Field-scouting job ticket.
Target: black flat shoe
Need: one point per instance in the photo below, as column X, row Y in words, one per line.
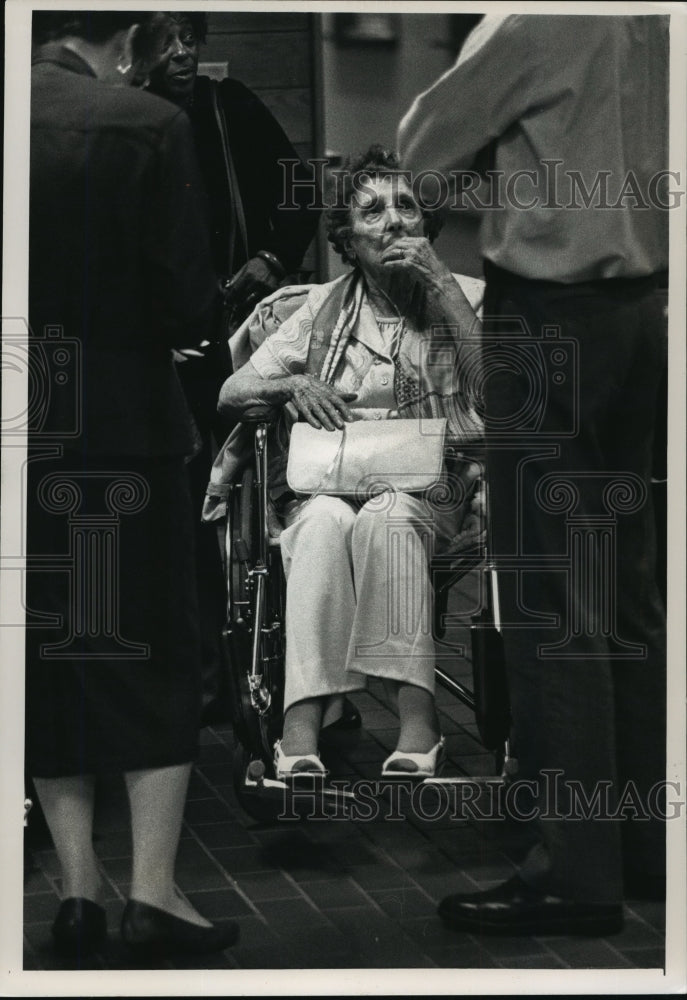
column 80, row 927
column 516, row 908
column 150, row 931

===============

> **What you will do**: All records should be output exactly, with the pictures left out.

> **Answer to the exercise**:
Field-scouting job ticket.
Target: black flat shoe
Need: one point per instance in the photo below, as column X, row Y in words, one per line.
column 80, row 927
column 516, row 908
column 150, row 931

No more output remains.